Task prompt
Though the entries hold pictures, only their text should be duplicated, exactly and in full.

Collected data

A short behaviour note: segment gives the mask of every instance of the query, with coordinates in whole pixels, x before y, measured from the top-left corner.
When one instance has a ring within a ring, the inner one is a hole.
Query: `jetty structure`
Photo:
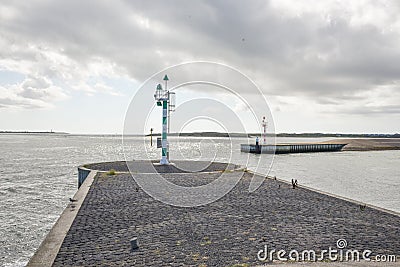
[[[262,140],[257,137],[255,144],[241,144],[240,151],[255,154],[288,154],[288,153],[309,153],[309,152],[334,152],[340,151],[347,143],[293,143],[293,144],[268,144],[267,121],[262,118],[261,133]]]
[[[320,144],[320,143],[296,143],[257,145],[241,144],[240,151],[255,154],[289,154],[289,153],[310,153],[310,152],[335,152],[341,151],[347,144]]]

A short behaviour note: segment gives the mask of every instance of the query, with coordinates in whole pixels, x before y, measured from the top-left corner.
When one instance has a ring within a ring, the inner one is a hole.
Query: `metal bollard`
[[[131,249],[132,251],[137,250],[139,248],[137,237],[131,239]]]

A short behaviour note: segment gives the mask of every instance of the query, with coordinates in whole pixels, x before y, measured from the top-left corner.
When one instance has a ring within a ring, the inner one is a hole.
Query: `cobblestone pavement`
[[[166,177],[194,186],[218,175]],[[256,266],[266,264],[257,259],[264,245],[320,251],[340,238],[346,249],[400,255],[399,216],[272,179],[249,193],[251,177],[214,203],[180,208],[152,199],[129,174],[98,174],[54,266]]]

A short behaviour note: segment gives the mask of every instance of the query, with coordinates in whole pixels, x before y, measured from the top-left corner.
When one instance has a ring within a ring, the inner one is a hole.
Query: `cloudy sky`
[[[121,133],[148,77],[213,61],[259,86],[278,132],[400,132],[399,3],[2,0],[0,130]]]

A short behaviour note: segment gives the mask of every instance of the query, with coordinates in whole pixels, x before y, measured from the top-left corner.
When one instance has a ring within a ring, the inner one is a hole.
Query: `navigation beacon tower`
[[[263,132],[262,132],[262,143],[261,144],[263,144],[263,145],[266,145],[267,144],[267,120],[266,120],[266,118],[265,118],[265,116],[263,117],[263,119],[262,119],[262,123],[261,123],[261,126],[262,126],[262,128],[263,128]]]
[[[163,89],[161,84],[157,85],[154,99],[157,101],[157,106],[162,106],[162,134],[161,134],[161,160],[160,164],[169,164],[169,144],[168,144],[168,133],[169,133],[169,120],[170,113],[175,108],[175,93],[168,91],[167,82],[168,76],[165,75],[165,88]]]

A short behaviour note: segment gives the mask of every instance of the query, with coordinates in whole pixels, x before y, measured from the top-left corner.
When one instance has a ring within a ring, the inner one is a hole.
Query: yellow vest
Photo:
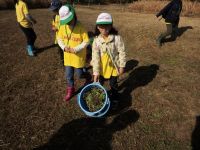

Worked solution
A short behaviour note: segment gives the mask of every instance of the query, with coordinates in whole pixels, x before y, measured from the top-left corner.
When one instance has a ring within a ring, the inner one is a hole.
Query: `jetty structure`
Photo:
[[[262,140],[257,137],[255,144],[241,144],[240,151],[255,154],[288,154],[288,153],[309,153],[309,152],[334,152],[340,151],[347,143],[293,143],[293,144],[268,144],[267,121],[262,118],[261,133]]]
[[[320,144],[320,143],[296,143],[257,145],[241,144],[240,151],[255,154],[289,154],[289,153],[310,153],[310,152],[335,152],[341,151],[347,144]]]

A short behaviour note: segment gives the mask of every instance of the query, with coordinates in whole pixels, x before y, measured from the top-left corner.
When one instance has a ring within a ring, the inner one is a hole.
Query: `metal bollard`
[[[131,249],[132,251],[137,250],[139,248],[137,237],[131,239]]]

A short behaviour note: segment gives the mask of every instance of the query, with coordinates in whole pixels, x before y, measured from the top-left corner.
When one instance has a ring within a ring, the inner one is a hole.
Query: `cobblestone pavement`
[[[166,177],[194,186],[218,175]],[[256,266],[266,264],[257,259],[264,245],[320,251],[340,238],[346,249],[400,255],[399,216],[272,179],[249,193],[251,177],[214,203],[180,208],[152,199],[129,174],[98,174],[54,266]]]

A short behaviour note: segment gives the mask of every instance of the query, with coordinates in whole pixels, x before y, measured from the top-left corner.
When one instance has a ring within a ring, the inner one is a hole.
Query: `cloudy sky`
[[[121,133],[148,77],[213,61],[259,86],[278,132],[400,132],[399,3],[2,0],[0,130]]]

A short behaviour note: segment gives the mask of every instance of the query, with coordinates in whole pixels, x before y, measured from the top-left corner.
When one instance has a ring within a ring, the inner one is a hole.
Query: `navigation beacon tower`
[[[263,132],[262,132],[262,143],[261,144],[263,144],[263,145],[266,145],[267,144],[267,120],[266,120],[266,118],[265,118],[265,116],[263,117],[263,119],[262,119],[262,123],[261,123],[261,126],[262,126],[262,128],[263,128]]]
[[[163,89],[161,84],[157,85],[154,99],[157,101],[157,106],[162,106],[162,134],[161,134],[161,160],[160,164],[169,164],[169,144],[168,144],[168,133],[169,133],[169,120],[170,113],[175,108],[175,93],[168,91],[167,82],[168,76],[165,75],[165,88]]]

A short behaviour note: segment gives the mask of every instance of the query, with coordinates in whole pixels, x before y, measured from the top-left corner.
When one instance has a ring within a ring, the inner one is a hole.
Query: yellow vest
Photo:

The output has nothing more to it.